OBJETIVO 1:
Traduza para o inglês esta frase do relato sobre o fim do ano na França: "Ontem eu havia me despedido de Lyon e de alguns bons amigos; passeei pela cidade à noite voltando pra casa pela última vez."
OBJETIVO 2:
No relato sobre o fim do ano na França, em que país Theo morou por um ano?

TRECHO PARA LEITURA:
E tudo terminou comigo nesse avião me dando conta que essa
experiência me transformou para sempre. A princípio, hoje foi um dia comum,
comigo jogando o jogo da vida no modo “hard”. Ontem eu havia me despedido de
Lyon e de alguns bons amigos; passeei pela cidade à noite voltando pra casa
pela última vez. Passei pelos pontos principais, os quais eu tantas vezes
freqüentei. E as lembranças me trouxeram paz. E saudades, essa palavrinha que
não pode ser exatamente traduzida pro francês. Só a gente que entende. As
saudades futuras já estavam desenfreadamente se instalando no meu peito.
Resolvi respirar fundo, dar a mão para o João, um dos queridos amigos que eu
tive o prazer de fazer pelo caminho, e continuar adiante. Chegando em casa, o
Theo, um francês que surgiu como meu aluno de português, mas logo virou um
parceiro, foi me visitar para se despedir. Conversamos um pouco sobre o que eu
estava sentindo; ou melhor, sobre o que eu não estava nem conseguindo sentir,
eu mal acreditava que ia voltar. Ele me contou um pouco da volta dele do Togo,
onde ele morou por um ano. Falou sobre como a readaptação foi difícil. Olhou
nos meus olhos. Riu. O rosto dele estava cansado, pois ele não dormia há dias
por causa do trabalho. Eu também não dormia há dias, mas porque não podia
acreditar que estava realmente acabando... Meu ano na França acabou.

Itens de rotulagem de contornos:
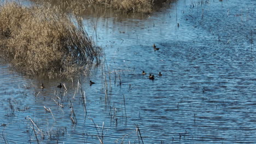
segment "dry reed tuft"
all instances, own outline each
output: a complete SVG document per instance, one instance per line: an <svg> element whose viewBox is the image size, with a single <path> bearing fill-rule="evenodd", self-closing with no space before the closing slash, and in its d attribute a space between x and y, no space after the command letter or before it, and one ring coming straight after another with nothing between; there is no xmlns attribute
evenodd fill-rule
<svg viewBox="0 0 256 144"><path fill-rule="evenodd" d="M67 77L99 63L101 49L59 8L11 3L0 5L0 51L29 74Z"/></svg>
<svg viewBox="0 0 256 144"><path fill-rule="evenodd" d="M31 0L33 2L41 1L44 3L59 3L62 6L72 7L73 9L83 5L100 5L109 9L120 10L126 12L150 13L157 5L164 5L165 2L174 0Z"/></svg>

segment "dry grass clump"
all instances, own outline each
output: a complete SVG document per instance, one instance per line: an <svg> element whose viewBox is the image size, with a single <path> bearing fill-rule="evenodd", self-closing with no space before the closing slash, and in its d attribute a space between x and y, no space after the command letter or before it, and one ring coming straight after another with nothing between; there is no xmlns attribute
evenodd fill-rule
<svg viewBox="0 0 256 144"><path fill-rule="evenodd" d="M98 63L101 49L82 25L60 11L15 3L0 5L0 53L23 71L49 77L68 76Z"/></svg>
<svg viewBox="0 0 256 144"><path fill-rule="evenodd" d="M63 3L72 7L83 5L85 7L89 4L101 5L107 8L120 10L126 12L136 12L150 13L156 5L164 4L172 0L31 0L32 1L42 1L50 3Z"/></svg>

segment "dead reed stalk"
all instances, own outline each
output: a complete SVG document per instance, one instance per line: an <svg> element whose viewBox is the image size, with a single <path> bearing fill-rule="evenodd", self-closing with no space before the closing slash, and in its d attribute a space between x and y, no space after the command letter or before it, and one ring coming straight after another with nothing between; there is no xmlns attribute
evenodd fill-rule
<svg viewBox="0 0 256 144"><path fill-rule="evenodd" d="M71 20L57 7L0 5L1 56L28 74L49 77L68 77L98 63L101 48Z"/></svg>

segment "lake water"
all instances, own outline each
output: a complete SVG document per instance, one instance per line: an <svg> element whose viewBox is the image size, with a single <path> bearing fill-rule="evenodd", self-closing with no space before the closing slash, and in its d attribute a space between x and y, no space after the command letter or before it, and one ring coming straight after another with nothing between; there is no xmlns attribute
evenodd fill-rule
<svg viewBox="0 0 256 144"><path fill-rule="evenodd" d="M1 63L0 143L255 143L255 8L179 0L147 16L85 12L104 63L80 87Z"/></svg>

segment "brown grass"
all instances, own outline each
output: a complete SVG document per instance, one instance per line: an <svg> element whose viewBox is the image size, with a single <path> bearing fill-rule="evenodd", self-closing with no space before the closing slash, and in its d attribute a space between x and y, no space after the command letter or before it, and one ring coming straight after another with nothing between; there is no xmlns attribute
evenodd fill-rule
<svg viewBox="0 0 256 144"><path fill-rule="evenodd" d="M172 0L31 0L33 2L43 2L47 3L59 3L72 7L83 5L86 7L90 4L101 5L103 7L126 12L150 13L159 5ZM75 7L74 7L75 5Z"/></svg>
<svg viewBox="0 0 256 144"><path fill-rule="evenodd" d="M26 73L50 77L67 77L100 62L101 49L82 25L60 11L15 3L0 5L0 55Z"/></svg>

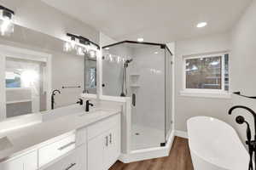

RESPOSTA CORRETA 1:
Yesterday I had said goodbye to Lyon and to some good friends; I walked around the city at night, going home for the last time.

RESPOSTA CORRETA 2:
No Togo.